— begin Input rows —

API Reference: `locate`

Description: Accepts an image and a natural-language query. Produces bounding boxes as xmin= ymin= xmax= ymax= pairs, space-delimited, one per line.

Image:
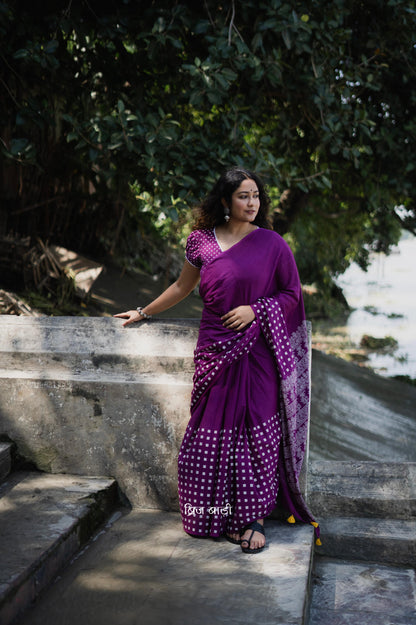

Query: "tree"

xmin=0 ymin=0 xmax=416 ymax=288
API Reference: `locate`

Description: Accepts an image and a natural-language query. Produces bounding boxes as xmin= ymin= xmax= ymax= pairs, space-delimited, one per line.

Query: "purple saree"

xmin=178 ymin=228 xmax=317 ymax=537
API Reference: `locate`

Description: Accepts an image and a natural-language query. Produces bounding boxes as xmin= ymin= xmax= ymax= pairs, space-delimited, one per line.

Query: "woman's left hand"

xmin=221 ymin=306 xmax=256 ymax=331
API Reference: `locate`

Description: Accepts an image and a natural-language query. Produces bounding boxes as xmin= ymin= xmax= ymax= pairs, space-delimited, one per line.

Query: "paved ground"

xmin=15 ymin=511 xmax=313 ymax=625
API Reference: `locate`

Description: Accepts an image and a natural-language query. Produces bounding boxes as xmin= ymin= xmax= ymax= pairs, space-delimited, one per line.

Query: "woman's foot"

xmin=241 ymin=519 xmax=266 ymax=553
xmin=225 ymin=532 xmax=241 ymax=545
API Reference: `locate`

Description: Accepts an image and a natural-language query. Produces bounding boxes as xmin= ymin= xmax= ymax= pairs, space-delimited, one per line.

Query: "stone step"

xmin=309 ymin=558 xmax=416 ymax=625
xmin=0 ymin=472 xmax=118 ymax=625
xmin=12 ymin=509 xmax=314 ymax=625
xmin=308 ymin=461 xmax=416 ymax=519
xmin=0 ymin=442 xmax=13 ymax=482
xmin=319 ymin=517 xmax=416 ymax=567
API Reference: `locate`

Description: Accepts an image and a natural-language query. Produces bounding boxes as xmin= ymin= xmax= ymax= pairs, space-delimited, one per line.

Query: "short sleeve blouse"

xmin=185 ymin=230 xmax=221 ymax=269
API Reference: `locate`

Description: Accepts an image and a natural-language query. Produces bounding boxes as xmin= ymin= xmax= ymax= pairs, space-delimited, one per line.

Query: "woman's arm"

xmin=114 ymin=261 xmax=199 ymax=326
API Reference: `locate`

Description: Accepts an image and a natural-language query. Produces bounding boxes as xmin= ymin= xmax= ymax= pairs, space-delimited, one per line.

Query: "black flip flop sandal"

xmin=241 ymin=521 xmax=266 ymax=553
xmin=224 ymin=534 xmax=241 ymax=545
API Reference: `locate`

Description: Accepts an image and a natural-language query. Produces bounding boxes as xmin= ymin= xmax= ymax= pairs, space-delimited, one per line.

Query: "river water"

xmin=337 ymin=233 xmax=416 ymax=378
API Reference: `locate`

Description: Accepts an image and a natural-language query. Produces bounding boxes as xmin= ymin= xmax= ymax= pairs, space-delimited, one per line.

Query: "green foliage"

xmin=0 ymin=0 xmax=416 ymax=289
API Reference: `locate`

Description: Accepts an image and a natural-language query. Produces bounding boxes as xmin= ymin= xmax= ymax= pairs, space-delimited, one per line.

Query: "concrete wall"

xmin=0 ymin=316 xmax=198 ymax=508
xmin=0 ymin=316 xmax=306 ymax=509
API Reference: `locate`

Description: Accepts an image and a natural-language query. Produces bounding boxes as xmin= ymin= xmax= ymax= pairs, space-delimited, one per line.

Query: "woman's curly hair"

xmin=194 ymin=167 xmax=271 ymax=230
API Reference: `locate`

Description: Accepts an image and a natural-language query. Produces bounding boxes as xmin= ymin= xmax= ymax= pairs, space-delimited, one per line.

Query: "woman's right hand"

xmin=113 ymin=310 xmax=144 ymax=326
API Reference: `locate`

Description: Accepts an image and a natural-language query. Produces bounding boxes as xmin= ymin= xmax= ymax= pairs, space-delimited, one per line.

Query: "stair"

xmin=308 ymin=461 xmax=416 ymax=625
xmin=308 ymin=461 xmax=416 ymax=567
xmin=0 ymin=443 xmax=119 ymax=625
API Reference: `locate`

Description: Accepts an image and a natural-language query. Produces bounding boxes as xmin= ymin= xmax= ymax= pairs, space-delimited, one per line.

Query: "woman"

xmin=115 ymin=167 xmax=319 ymax=553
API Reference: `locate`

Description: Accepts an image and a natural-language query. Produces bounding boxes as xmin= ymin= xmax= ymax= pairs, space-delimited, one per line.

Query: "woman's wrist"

xmin=136 ymin=306 xmax=152 ymax=319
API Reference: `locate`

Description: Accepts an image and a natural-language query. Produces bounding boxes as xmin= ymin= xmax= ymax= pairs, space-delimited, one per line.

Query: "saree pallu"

xmin=178 ymin=228 xmax=319 ymax=537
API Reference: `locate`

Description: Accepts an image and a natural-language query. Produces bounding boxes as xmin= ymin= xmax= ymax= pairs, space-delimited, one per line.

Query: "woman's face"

xmin=229 ymin=179 xmax=260 ymax=222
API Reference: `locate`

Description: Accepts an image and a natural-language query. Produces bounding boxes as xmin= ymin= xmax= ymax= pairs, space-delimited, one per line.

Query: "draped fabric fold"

xmin=178 ymin=228 xmax=317 ymax=536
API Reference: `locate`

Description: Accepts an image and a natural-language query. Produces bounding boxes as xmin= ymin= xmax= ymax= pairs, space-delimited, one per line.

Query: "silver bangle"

xmin=136 ymin=306 xmax=152 ymax=319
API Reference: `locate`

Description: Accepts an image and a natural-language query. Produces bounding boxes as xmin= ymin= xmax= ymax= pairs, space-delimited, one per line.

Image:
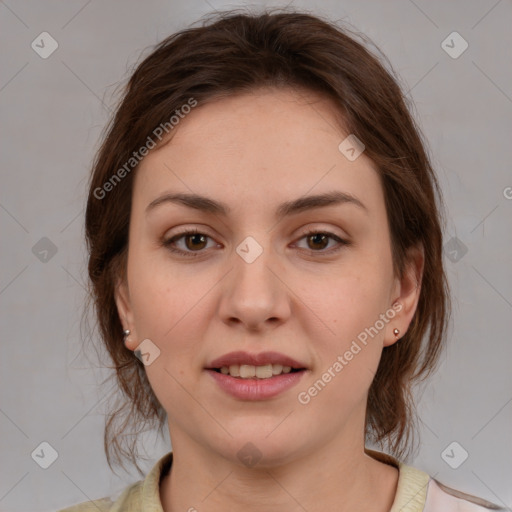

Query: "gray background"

xmin=0 ymin=0 xmax=512 ymax=511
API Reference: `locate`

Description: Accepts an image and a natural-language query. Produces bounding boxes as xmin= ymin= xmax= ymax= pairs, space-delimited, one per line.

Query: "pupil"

xmin=187 ymin=234 xmax=205 ymax=249
xmin=309 ymin=233 xmax=327 ymax=249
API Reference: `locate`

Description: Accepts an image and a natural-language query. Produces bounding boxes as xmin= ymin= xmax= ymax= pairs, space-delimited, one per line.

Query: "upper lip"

xmin=206 ymin=351 xmax=305 ymax=369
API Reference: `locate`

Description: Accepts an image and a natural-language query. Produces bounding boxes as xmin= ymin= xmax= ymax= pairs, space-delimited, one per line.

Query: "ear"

xmin=114 ymin=279 xmax=138 ymax=350
xmin=383 ymin=245 xmax=425 ymax=347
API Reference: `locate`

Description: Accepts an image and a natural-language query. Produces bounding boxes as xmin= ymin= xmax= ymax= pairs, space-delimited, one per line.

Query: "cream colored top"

xmin=58 ymin=449 xmax=505 ymax=512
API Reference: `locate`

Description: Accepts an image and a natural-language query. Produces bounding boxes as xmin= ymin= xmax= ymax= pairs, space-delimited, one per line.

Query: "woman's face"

xmin=116 ymin=89 xmax=420 ymax=464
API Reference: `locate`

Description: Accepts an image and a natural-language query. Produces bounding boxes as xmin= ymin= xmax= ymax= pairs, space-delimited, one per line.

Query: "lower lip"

xmin=206 ymin=370 xmax=306 ymax=400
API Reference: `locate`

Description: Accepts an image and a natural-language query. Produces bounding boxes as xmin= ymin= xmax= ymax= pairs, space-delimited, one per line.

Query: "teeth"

xmin=220 ymin=364 xmax=298 ymax=379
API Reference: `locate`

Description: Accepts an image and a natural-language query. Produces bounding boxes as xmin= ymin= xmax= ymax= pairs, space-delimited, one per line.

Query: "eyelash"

xmin=162 ymin=229 xmax=350 ymax=258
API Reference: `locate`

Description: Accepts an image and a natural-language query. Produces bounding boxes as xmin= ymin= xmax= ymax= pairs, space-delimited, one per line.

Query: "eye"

xmin=162 ymin=229 xmax=349 ymax=258
xmin=163 ymin=229 xmax=215 ymax=257
xmin=292 ymin=231 xmax=348 ymax=254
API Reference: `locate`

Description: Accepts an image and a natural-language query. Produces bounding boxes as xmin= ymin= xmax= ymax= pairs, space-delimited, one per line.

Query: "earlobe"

xmin=115 ymin=281 xmax=137 ymax=350
xmin=384 ymin=246 xmax=425 ymax=347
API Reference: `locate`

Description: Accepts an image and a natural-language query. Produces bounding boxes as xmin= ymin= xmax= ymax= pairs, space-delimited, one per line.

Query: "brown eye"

xmin=307 ymin=233 xmax=330 ymax=250
xmin=162 ymin=230 xmax=213 ymax=257
xmin=184 ymin=233 xmax=208 ymax=250
xmin=297 ymin=231 xmax=350 ymax=255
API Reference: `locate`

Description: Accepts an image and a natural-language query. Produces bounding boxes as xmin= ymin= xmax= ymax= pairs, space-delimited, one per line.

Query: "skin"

xmin=116 ymin=89 xmax=423 ymax=512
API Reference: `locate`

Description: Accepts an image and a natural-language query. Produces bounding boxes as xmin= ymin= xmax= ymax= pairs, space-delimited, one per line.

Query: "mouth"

xmin=205 ymin=352 xmax=308 ymax=401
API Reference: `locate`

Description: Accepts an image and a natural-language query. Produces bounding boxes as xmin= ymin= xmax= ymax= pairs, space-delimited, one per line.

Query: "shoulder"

xmin=424 ymin=478 xmax=505 ymax=512
xmin=57 ymin=482 xmax=142 ymax=512
xmin=57 ymin=498 xmax=114 ymax=512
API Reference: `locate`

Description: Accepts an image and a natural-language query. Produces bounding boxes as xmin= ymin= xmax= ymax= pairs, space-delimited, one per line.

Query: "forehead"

xmin=134 ymin=89 xmax=382 ymax=215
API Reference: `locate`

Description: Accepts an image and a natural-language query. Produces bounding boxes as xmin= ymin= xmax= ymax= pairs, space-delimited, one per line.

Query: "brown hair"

xmin=85 ymin=9 xmax=449 ymax=471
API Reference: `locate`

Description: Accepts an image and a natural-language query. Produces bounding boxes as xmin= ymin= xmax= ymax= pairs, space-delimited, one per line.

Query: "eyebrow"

xmin=146 ymin=191 xmax=368 ymax=219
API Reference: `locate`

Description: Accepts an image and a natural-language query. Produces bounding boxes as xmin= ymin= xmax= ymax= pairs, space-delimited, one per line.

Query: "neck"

xmin=160 ymin=432 xmax=398 ymax=512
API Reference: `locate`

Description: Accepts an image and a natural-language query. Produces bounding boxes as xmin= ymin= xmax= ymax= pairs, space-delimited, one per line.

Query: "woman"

xmin=61 ymin=11 xmax=504 ymax=512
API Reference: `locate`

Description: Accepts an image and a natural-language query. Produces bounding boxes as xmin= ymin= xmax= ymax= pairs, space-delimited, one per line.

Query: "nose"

xmin=219 ymin=240 xmax=291 ymax=332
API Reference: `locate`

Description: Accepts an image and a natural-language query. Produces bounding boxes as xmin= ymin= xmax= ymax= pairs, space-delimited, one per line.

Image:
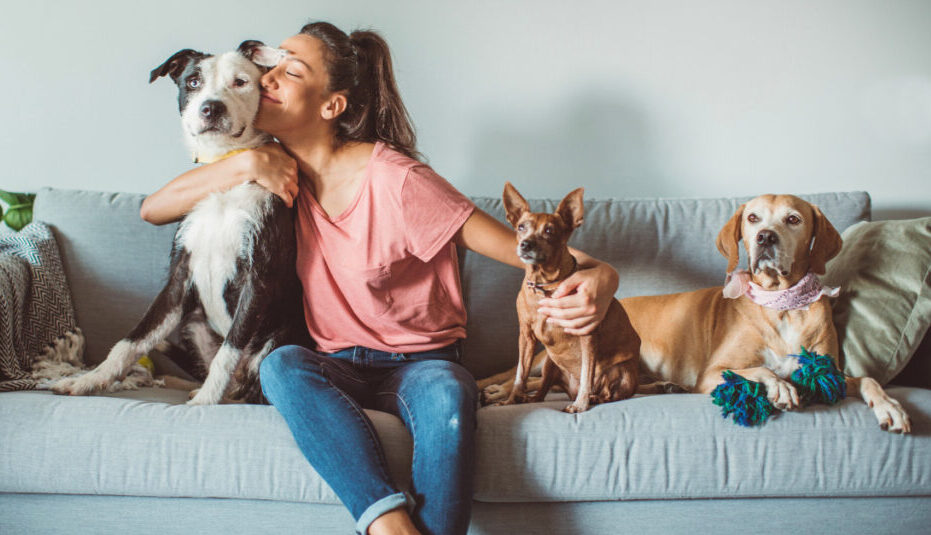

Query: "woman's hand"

xmin=537 ymin=251 xmax=619 ymax=336
xmin=244 ymin=143 xmax=298 ymax=208
xmin=139 ymin=143 xmax=297 ymax=225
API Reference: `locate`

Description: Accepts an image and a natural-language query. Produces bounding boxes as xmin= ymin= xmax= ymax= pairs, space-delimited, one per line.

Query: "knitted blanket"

xmin=0 ymin=222 xmax=84 ymax=392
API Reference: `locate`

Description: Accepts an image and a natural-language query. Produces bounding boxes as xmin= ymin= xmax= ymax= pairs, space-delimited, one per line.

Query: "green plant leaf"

xmin=3 ymin=205 xmax=32 ymax=231
xmin=0 ymin=189 xmax=19 ymax=204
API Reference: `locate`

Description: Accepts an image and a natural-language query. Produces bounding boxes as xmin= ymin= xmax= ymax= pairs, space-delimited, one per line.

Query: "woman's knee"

xmin=259 ymin=345 xmax=313 ymax=397
xmin=405 ymin=360 xmax=478 ymax=418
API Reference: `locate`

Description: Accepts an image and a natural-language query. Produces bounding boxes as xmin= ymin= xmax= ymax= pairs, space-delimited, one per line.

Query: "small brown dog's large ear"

xmin=808 ymin=205 xmax=843 ymax=275
xmin=556 ymin=188 xmax=585 ymax=230
xmin=717 ymin=204 xmax=747 ymax=273
xmin=503 ymin=182 xmax=530 ymax=227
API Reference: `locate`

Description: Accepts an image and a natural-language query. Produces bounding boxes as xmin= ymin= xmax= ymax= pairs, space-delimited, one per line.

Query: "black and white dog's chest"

xmin=176 ymin=183 xmax=272 ymax=337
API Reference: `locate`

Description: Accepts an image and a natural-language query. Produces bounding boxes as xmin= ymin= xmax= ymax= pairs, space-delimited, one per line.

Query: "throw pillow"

xmin=823 ymin=217 xmax=931 ymax=384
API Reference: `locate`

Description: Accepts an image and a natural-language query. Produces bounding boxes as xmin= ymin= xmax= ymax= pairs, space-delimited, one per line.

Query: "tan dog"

xmin=480 ymin=195 xmax=911 ymax=433
xmin=500 ymin=183 xmax=640 ymax=413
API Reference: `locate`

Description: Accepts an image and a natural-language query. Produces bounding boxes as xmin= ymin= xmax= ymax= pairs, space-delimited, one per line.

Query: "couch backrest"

xmin=34 ymin=189 xmax=870 ymax=377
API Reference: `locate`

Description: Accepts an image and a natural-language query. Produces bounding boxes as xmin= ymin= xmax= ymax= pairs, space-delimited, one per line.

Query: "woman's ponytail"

xmin=301 ymin=22 xmax=420 ymax=160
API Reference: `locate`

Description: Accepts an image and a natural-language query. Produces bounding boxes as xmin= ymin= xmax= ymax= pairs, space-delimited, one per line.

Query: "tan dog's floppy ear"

xmin=556 ymin=188 xmax=585 ymax=230
xmin=808 ymin=205 xmax=843 ymax=275
xmin=503 ymin=182 xmax=530 ymax=227
xmin=717 ymin=204 xmax=747 ymax=273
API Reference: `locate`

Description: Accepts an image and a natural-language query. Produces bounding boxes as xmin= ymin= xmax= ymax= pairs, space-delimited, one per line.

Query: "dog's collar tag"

xmin=724 ymin=269 xmax=840 ymax=310
xmin=527 ymin=255 xmax=579 ymax=297
xmin=193 ymin=149 xmax=249 ymax=163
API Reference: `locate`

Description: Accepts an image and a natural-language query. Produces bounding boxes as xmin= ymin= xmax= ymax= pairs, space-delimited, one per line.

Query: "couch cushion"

xmin=0 ymin=388 xmax=931 ymax=504
xmin=33 ymin=188 xmax=176 ymax=363
xmin=460 ymin=192 xmax=870 ymax=377
xmin=475 ymin=388 xmax=931 ymax=502
xmin=0 ymin=388 xmax=411 ymax=504
xmin=823 ymin=217 xmax=931 ymax=384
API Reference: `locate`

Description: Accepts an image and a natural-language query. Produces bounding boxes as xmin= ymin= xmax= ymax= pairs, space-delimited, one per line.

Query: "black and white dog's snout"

xmin=200 ymin=100 xmax=226 ymax=122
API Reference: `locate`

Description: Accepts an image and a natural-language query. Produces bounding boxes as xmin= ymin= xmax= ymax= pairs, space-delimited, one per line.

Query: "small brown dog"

xmin=499 ymin=182 xmax=640 ymax=413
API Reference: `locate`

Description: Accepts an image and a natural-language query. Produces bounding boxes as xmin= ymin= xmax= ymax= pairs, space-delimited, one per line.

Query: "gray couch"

xmin=0 ymin=190 xmax=931 ymax=534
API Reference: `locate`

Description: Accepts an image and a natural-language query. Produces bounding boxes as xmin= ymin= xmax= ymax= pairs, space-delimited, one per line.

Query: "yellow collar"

xmin=194 ymin=149 xmax=250 ymax=163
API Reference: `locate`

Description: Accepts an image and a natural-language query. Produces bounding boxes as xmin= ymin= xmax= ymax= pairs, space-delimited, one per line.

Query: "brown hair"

xmin=300 ymin=22 xmax=421 ymax=160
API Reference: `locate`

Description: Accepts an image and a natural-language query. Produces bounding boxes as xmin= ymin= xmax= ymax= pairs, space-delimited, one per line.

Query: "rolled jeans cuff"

xmin=356 ymin=492 xmax=414 ymax=535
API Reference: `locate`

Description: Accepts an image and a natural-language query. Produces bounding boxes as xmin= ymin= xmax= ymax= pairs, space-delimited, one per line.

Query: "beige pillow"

xmin=822 ymin=217 xmax=931 ymax=384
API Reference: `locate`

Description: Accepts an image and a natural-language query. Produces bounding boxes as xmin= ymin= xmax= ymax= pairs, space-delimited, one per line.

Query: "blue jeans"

xmin=259 ymin=343 xmax=478 ymax=535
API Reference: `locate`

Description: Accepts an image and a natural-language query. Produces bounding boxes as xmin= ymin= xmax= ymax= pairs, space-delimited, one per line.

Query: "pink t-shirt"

xmin=295 ymin=142 xmax=475 ymax=353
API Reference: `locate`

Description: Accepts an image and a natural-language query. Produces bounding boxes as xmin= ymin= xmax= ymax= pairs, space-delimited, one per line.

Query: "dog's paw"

xmin=660 ymin=381 xmax=689 ymax=394
xmin=562 ymin=403 xmax=589 ymax=414
xmin=764 ymin=377 xmax=800 ymax=411
xmin=481 ymin=385 xmax=510 ymax=405
xmin=187 ymin=388 xmax=220 ymax=407
xmin=873 ymin=396 xmax=912 ymax=433
xmin=51 ymin=372 xmax=107 ymax=396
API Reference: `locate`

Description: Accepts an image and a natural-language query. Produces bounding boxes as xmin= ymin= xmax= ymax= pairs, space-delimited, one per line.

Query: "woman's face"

xmin=255 ymin=34 xmax=332 ymax=139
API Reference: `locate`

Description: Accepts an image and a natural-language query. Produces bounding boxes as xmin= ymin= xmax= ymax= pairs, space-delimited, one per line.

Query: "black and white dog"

xmin=52 ymin=41 xmax=308 ymax=405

— end Input rows —

■ Requirements ■
Please find every line in the items above that contains the word "gray" and copy each of those lines. Case counts.

■ Answer to the problem ■
Query: "gray background"
Query: "gray couch"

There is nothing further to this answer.